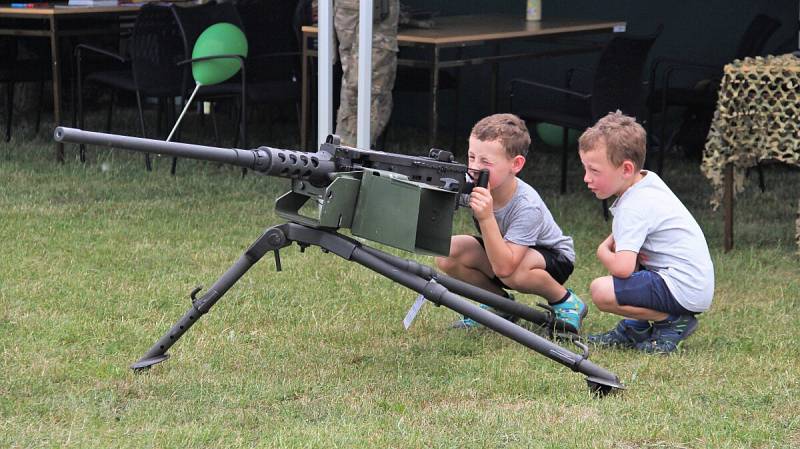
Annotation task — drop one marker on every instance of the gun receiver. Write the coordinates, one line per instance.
(404, 201)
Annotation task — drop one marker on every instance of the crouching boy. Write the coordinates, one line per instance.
(520, 246)
(661, 275)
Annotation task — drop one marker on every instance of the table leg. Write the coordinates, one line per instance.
(727, 204)
(434, 118)
(495, 76)
(304, 97)
(54, 54)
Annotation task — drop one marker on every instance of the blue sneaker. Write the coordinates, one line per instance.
(623, 336)
(668, 334)
(571, 312)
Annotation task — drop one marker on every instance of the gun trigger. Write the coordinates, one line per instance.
(277, 260)
(195, 291)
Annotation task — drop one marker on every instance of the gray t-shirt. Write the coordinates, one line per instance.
(527, 221)
(650, 219)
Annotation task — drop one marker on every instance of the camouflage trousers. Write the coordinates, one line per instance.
(384, 67)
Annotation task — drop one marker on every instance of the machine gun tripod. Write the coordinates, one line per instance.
(352, 186)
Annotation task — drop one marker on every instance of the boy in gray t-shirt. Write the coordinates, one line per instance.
(652, 230)
(520, 247)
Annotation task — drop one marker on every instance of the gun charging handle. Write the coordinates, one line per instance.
(483, 179)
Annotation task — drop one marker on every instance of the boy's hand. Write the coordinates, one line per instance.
(609, 244)
(480, 200)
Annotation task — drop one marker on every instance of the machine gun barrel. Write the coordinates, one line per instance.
(313, 167)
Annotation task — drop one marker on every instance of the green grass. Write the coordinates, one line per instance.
(97, 264)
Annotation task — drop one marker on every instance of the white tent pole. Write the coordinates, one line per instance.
(325, 70)
(364, 74)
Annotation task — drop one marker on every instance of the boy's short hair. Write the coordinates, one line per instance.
(508, 129)
(624, 138)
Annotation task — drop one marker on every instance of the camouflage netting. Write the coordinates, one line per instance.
(756, 119)
(797, 226)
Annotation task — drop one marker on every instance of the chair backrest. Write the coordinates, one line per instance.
(155, 49)
(271, 27)
(756, 35)
(618, 76)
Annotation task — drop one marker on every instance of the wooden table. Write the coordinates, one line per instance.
(53, 23)
(755, 120)
(460, 32)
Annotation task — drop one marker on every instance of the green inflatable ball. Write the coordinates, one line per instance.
(218, 39)
(552, 135)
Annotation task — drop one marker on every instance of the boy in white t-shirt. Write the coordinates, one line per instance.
(653, 232)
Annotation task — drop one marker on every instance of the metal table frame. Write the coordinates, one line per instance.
(461, 32)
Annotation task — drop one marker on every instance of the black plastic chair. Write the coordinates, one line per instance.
(149, 70)
(615, 85)
(274, 61)
(21, 70)
(700, 98)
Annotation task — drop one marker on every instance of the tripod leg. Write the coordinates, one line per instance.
(544, 318)
(272, 239)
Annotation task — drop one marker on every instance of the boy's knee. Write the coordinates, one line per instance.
(443, 263)
(602, 292)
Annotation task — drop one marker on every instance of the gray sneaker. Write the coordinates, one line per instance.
(622, 336)
(668, 335)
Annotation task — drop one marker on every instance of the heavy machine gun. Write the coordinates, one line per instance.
(407, 202)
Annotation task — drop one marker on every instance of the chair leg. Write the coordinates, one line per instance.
(81, 116)
(458, 107)
(147, 164)
(171, 119)
(214, 123)
(9, 109)
(39, 108)
(564, 155)
(110, 110)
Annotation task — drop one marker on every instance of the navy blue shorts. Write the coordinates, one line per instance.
(556, 264)
(648, 290)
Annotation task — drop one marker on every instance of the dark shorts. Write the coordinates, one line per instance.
(556, 264)
(648, 290)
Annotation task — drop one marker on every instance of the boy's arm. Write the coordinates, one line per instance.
(504, 257)
(619, 264)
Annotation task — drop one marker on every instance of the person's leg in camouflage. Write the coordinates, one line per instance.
(384, 63)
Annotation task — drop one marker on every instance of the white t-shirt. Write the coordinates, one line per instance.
(649, 219)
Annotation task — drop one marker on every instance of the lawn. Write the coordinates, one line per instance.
(98, 260)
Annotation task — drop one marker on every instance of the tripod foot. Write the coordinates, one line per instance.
(602, 387)
(144, 364)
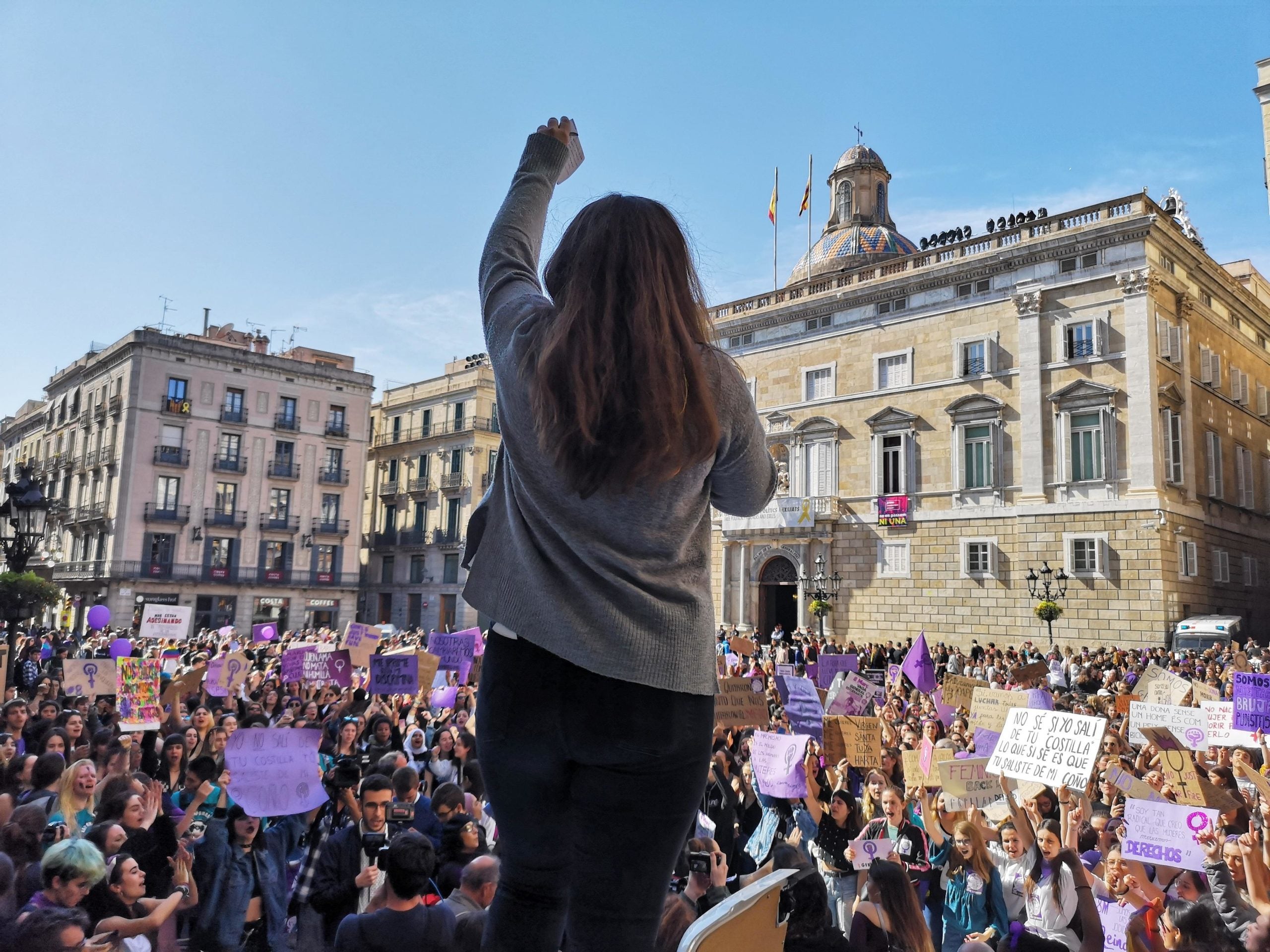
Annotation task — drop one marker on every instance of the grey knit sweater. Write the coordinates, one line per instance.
(616, 584)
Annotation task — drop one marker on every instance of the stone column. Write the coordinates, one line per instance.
(1032, 412)
(1142, 422)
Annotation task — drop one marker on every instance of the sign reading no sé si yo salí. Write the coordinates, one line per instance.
(1251, 701)
(1048, 747)
(1166, 834)
(741, 702)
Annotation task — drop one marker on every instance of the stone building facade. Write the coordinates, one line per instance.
(202, 470)
(432, 459)
(1085, 389)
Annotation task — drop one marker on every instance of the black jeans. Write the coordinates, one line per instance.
(595, 785)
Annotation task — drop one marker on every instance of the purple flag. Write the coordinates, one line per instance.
(919, 665)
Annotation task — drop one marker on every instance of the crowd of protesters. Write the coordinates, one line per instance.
(123, 839)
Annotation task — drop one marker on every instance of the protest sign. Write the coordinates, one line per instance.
(959, 692)
(1251, 701)
(803, 706)
(273, 771)
(913, 772)
(855, 696)
(88, 677)
(394, 674)
(988, 708)
(968, 782)
(166, 621)
(778, 763)
(741, 702)
(829, 665)
(1165, 833)
(456, 652)
(139, 694)
(870, 849)
(1188, 724)
(1219, 719)
(1048, 747)
(361, 640)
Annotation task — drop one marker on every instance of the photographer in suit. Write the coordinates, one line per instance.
(348, 873)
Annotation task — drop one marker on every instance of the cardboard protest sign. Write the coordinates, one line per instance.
(1219, 720)
(361, 640)
(831, 664)
(166, 621)
(395, 674)
(1133, 787)
(968, 782)
(139, 694)
(802, 706)
(273, 771)
(741, 702)
(1188, 724)
(855, 695)
(988, 708)
(870, 849)
(959, 692)
(88, 677)
(913, 772)
(778, 763)
(1165, 833)
(1251, 701)
(1048, 747)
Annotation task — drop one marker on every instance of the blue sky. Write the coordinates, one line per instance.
(336, 166)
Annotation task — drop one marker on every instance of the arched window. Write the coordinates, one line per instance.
(844, 201)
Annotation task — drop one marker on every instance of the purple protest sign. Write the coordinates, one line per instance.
(803, 706)
(829, 665)
(394, 674)
(456, 651)
(1251, 701)
(778, 762)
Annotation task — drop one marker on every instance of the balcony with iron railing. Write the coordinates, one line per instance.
(225, 518)
(229, 464)
(273, 522)
(175, 513)
(284, 469)
(172, 456)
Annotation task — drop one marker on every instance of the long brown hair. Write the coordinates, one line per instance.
(618, 379)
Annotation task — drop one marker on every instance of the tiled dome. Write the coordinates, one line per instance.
(851, 246)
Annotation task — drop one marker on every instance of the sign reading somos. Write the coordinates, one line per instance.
(1049, 747)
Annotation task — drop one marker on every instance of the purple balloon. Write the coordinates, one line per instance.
(98, 617)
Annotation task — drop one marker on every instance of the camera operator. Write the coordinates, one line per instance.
(404, 921)
(339, 812)
(348, 871)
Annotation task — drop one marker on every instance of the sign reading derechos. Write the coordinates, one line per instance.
(1051, 747)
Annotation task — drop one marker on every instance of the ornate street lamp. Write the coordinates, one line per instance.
(822, 588)
(1048, 587)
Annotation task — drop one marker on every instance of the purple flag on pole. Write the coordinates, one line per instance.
(919, 665)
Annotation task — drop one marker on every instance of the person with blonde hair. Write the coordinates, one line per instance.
(74, 805)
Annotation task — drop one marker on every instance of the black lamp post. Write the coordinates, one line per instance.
(822, 588)
(1048, 587)
(23, 518)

» Task statement: Convert all of the entries above into a Markdown table with two columns, Row and Line, where Row gives each non-blank line a number in order and Line holds that line's text. Skip blank lines and leave the pictures out of the table.

» Written response:
| Row | Line |
|---|---|
| 1 | Annotation task — drop one marker on every instance of the gun receiver. Write the coordinates, one line per instance. |
| 2 | (404, 201) |
| 3 | Annotation task — drop one marker on every instance of the crouching boy. Write the coordinates, one line per instance. |
| 4 | (520, 246) |
| 5 | (661, 275) |
| 6 | Annotation task — drop one marker on every instance of the table leg. Write the coordinates, one line per instance. |
| 7 | (727, 204) |
| 8 | (434, 118) |
| 9 | (495, 76) |
| 10 | (304, 97) |
| 11 | (54, 54) |
| 12 | Annotation task — drop one marker on every instance of the blue sneaker. Write the coordinates, one line per instance. |
| 13 | (623, 336) |
| 14 | (668, 334) |
| 15 | (571, 312) |
| 16 | Annotation task — drop one marker on every instance of the gun trigger. Write the coordinates, one line per instance. |
| 17 | (277, 260) |
| 18 | (195, 291) |
| 19 | Annotation task — drop one marker on every instance of the gray t-shirt. Write the coordinates, one line per instance. |
| 20 | (527, 221) |
| 21 | (650, 219) |
| 22 | Annotation task — drop one marker on every instance of the camouflage trousers. Write the coordinates, one line per instance. |
| 23 | (384, 67) |
| 24 | Annotation task — drop one marker on every instance of the machine gun tripod. Write the coordinates, one line per instance. |
| 25 | (352, 186) |
| 26 | Annotation task — drop one marker on every instance of the boy in gray t-shirt. Write the coordinates, one line per instance. |
| 27 | (652, 230) |
| 28 | (520, 247) |
| 29 | Annotation task — drop one marker on every instance of the gun charging handle. Write the coordinates, one line per instance. |
| 30 | (483, 179) |
| 31 | Annotation task — drop one marker on every instance of the boy's hand. Write the coordinates, one line per instance. |
| 32 | (609, 244) |
| 33 | (480, 200) |
| 34 | Annotation task — drop one marker on every instance of the machine gun barrel. Write the coordinates, one line per instance. |
| 35 | (313, 167) |
| 36 | Annotation task — drop one marker on every instance of the green grass. Write the coordinates, one line per instance. |
| 37 | (97, 264) |
| 38 | Annotation task — drop one marker on every instance of the white tent pole. Write the coordinates, one line per instance. |
| 39 | (325, 70) |
| 40 | (364, 74) |
| 41 | Annotation task — drop one marker on every instance of the boy's short hair. Write the coordinates, one line per instance. |
| 42 | (508, 129) |
| 43 | (624, 138) |
| 44 | Annotation task — drop one marker on every instance of the camouflage netting. Write the coordinates, one line per instance. |
| 45 | (756, 119) |
| 46 | (797, 226) |
| 47 | Annotation task — drop one marker on every instance of the chair backrest. Write the coordinates, one line per instance. |
| 48 | (155, 49) |
| 49 | (271, 27) |
| 50 | (756, 35) |
| 51 | (618, 76) |
| 52 | Annotation task — drop one marker on every instance of the wooden table. Write the coordinates, one line per instance. |
| 53 | (53, 23) |
| 54 | (755, 120) |
| 55 | (460, 32) |
| 56 | Annotation task — drop one marker on every instance of the green inflatable ball. Write the coordinates, one line per instance. |
| 57 | (218, 39) |
| 58 | (552, 135) |
| 59 | Annotation task — drop one marker on every instance of the boy in white t-shirt. Write the coordinates, one line per instance. |
| 60 | (653, 232) |
| 61 | Annotation task — drop one marker on every instance of the metal table frame. Write the coordinates, one line per instance. |
| 62 | (461, 32) |
| 63 | Annotation task — drop one marker on every instance of the black plastic chair. Write the coordinates, one line per instance. |
| 64 | (149, 70) |
| 65 | (615, 85) |
| 66 | (274, 61) |
| 67 | (21, 70) |
| 68 | (700, 98) |
| 69 | Annotation task — drop one marker on every instance of the tripod leg. Write the coordinates, one line per instance. |
| 70 | (544, 318) |
| 71 | (272, 239) |
| 72 | Annotation task — drop one marker on every instance of the boy's knee. Write the coordinates, one line per instance. |
| 73 | (443, 263) |
| 74 | (602, 292) |
| 75 | Annotation task — drop one marker on every instance of the gray sneaker. Write the coordinates, one line per instance. |
| 76 | (622, 336) |
| 77 | (668, 335) |
| 78 | Annotation task — drop one marker on every instance of the heavy machine gun. Write the coordinates, one line per instance. |
| 79 | (407, 202) |
| 80 | Annotation task — drop one marker on every instance of the chair leg. Write the coordinates, one line per instance. |
| 81 | (81, 116) |
| 82 | (458, 107) |
| 83 | (147, 164) |
| 84 | (171, 119) |
| 85 | (214, 123) |
| 86 | (9, 109) |
| 87 | (39, 108) |
| 88 | (564, 155) |
| 89 | (110, 110) |
| 90 | Annotation task — drop one marker on every instance of the navy blue shorts. Write the coordinates, one line per instance. |
| 91 | (556, 264) |
| 92 | (648, 290) |
| 93 | Annotation task — drop one marker on every instance of the dark shorts. Write the coordinates, one line per instance. |
| 94 | (556, 264) |
| 95 | (648, 290) |
| 96 | Annotation task — drop one marker on every instance of the boy's arm. Write the coordinates, one line per instance. |
| 97 | (504, 257) |
| 98 | (619, 264) |
| 99 | Annotation task — drop one marker on every instance of the person's leg in camouflage. Write the coordinates, one line per instance. |
| 100 | (384, 63) |
| 101 | Annotation task — drop one marker on every instance of the white t-shirt. Write the coordinates, one line per instance. |
| 102 | (649, 219) |
| 103 | Annotation task — drop one marker on every instance of the lawn. Write the coordinates, one line per instance. |
| 104 | (98, 260) |
| 105 | Annotation task — drop one marker on every instance of the tripod foot. Write the coordinates, one line per instance. |
| 106 | (602, 387) |
| 107 | (144, 364) |
| 108 | Annotation task — drop one marker on every instance of the grey knit sweater. Write the coordinates, one line per instance. |
| 109 | (616, 584) |
| 110 | Annotation task — drop one marker on every instance of the stone column. Write the coordinates, one line per instance. |
| 111 | (1032, 412) |
| 112 | (1142, 422) |
| 113 | Annotation task — drop one marker on every instance of the sign reading no sé si yo salí. Write the coordinates, one line per instance. |
| 114 | (1251, 701) |
| 115 | (1048, 747) |
| 116 | (1166, 834) |
| 117 | (741, 702) |
| 118 | Annotation task — drop one marker on every instance of the stone building facade. Write the coordinates, one line per instance. |
| 119 | (202, 470) |
| 120 | (432, 459) |
| 121 | (1085, 389) |
| 122 | Annotation task — drop one marker on every instance of the black jeans. Write the coordinates, one line per instance. |
| 123 | (595, 785) |
| 124 | Annotation task — drop one marker on every instance of the purple flag. Write the coordinates, one line per instance. |
| 125 | (919, 665) |
| 126 | Annotation task — drop one marker on every instance of the crowd of protesters. Write the coordinates, one line per instance. |
| 127 | (123, 839) |
| 128 | Annotation task — drop one marker on every instance of the protest sign. Write the coordinates, one line per instance. |
| 129 | (959, 692) |
| 130 | (1251, 701) |
| 131 | (803, 706) |
| 132 | (273, 771) |
| 133 | (913, 772) |
| 134 | (855, 696) |
| 135 | (88, 677) |
| 136 | (394, 674) |
| 137 | (988, 708) |
| 138 | (968, 782) |
| 139 | (166, 621) |
| 140 | (778, 763) |
| 141 | (741, 702) |
| 142 | (829, 665) |
| 143 | (1165, 833) |
| 144 | (456, 652) |
| 145 | (139, 694) |
| 146 | (870, 849) |
| 147 | (1188, 724) |
| 148 | (1219, 719) |
| 149 | (1048, 747) |
| 150 | (361, 640) |
| 151 | Annotation task — drop one marker on every instance of the photographer in suit. Write the coordinates, one line per instance. |
| 152 | (348, 873) |
| 153 | Annotation task — drop one marker on every instance of the cardboard protest sign. Write the coordinates, one line per instance. |
| 154 | (1219, 720) |
| 155 | (361, 640) |
| 156 | (831, 664) |
| 157 | (166, 621) |
| 158 | (395, 674) |
| 159 | (1133, 787) |
| 160 | (968, 782) |
| 161 | (139, 694) |
| 162 | (802, 706) |
| 163 | (273, 771) |
| 164 | (741, 702) |
| 165 | (1188, 724) |
| 166 | (855, 695) |
| 167 | (988, 708) |
| 168 | (870, 849) |
| 169 | (959, 692) |
| 170 | (88, 677) |
| 171 | (913, 772) |
| 172 | (778, 763) |
| 173 | (1165, 833) |
| 174 | (1251, 701) |
| 175 | (1048, 747) |
| 176 | Annotation task — drop one marker on every instance of the blue sky. Write the coordinates, one line per instance. |
| 177 | (336, 166) |
| 178 | Annotation task — drop one marker on every instance of the arched window. Write the coordinates, one line per instance. |
| 179 | (844, 201) |
| 180 | Annotation task — drop one marker on every instance of the purple protest sign. Write the coordinates, one line per instance. |
| 181 | (803, 706) |
| 182 | (829, 665) |
| 183 | (394, 674) |
| 184 | (456, 651) |
| 185 | (1251, 701) |
| 186 | (778, 762) |
| 187 | Annotation task — drop one marker on every instance of the balcony with iron railing. Write the coordinates, one line per instance. |
| 188 | (225, 518) |
| 189 | (229, 464) |
| 190 | (273, 522) |
| 191 | (175, 513) |
| 192 | (284, 469) |
| 193 | (172, 456) |
| 194 | Annotation task — drop one marker on every instance of the long brown hair. Write the coordinates, one line per instance. |
| 195 | (618, 379) |
| 196 | Annotation task — drop one marker on every instance of the tiled dome. Write the coordinates, one line per instance. |
| 197 | (851, 246) |
| 198 | Annotation task — drop one marker on every instance of the sign reading somos. Write the coordinates, one line per instance. |
| 199 | (1049, 747) |
| 200 | Annotation task — drop one marker on every instance of the purple balloon. Write the coordinates, one line per instance. |
| 201 | (98, 617) |
| 202 | Annotation task — drop one marker on every instance of the camera operator. Write the coordinates, one line per instance. |
| 203 | (404, 921) |
| 204 | (339, 812) |
| 205 | (348, 871) |
| 206 | Annotation task — drop one marker on every instance of the sign reading derechos. Write the coordinates, one line per instance. |
| 207 | (1051, 747) |
| 208 | Annotation task — drop one marker on every instance of the ornate street lamp. Write the coordinates, one line per instance. |
| 209 | (822, 588) |
| 210 | (1048, 587) |
| 211 | Annotation task — drop one marker on every instance of the purple flag on pole. Write the coordinates, one line per instance. |
| 212 | (919, 665) |
| 213 | Annotation task — drop one marker on every instance of the person with blonde hair. Write the coordinates, one line per instance. |
| 214 | (74, 805) |
| 215 | Annotation task — drop one marker on every instance of the black lamp post. Write the coordinates, one line per instance. |
| 216 | (822, 588) |
| 217 | (1048, 587) |
| 218 | (23, 518) |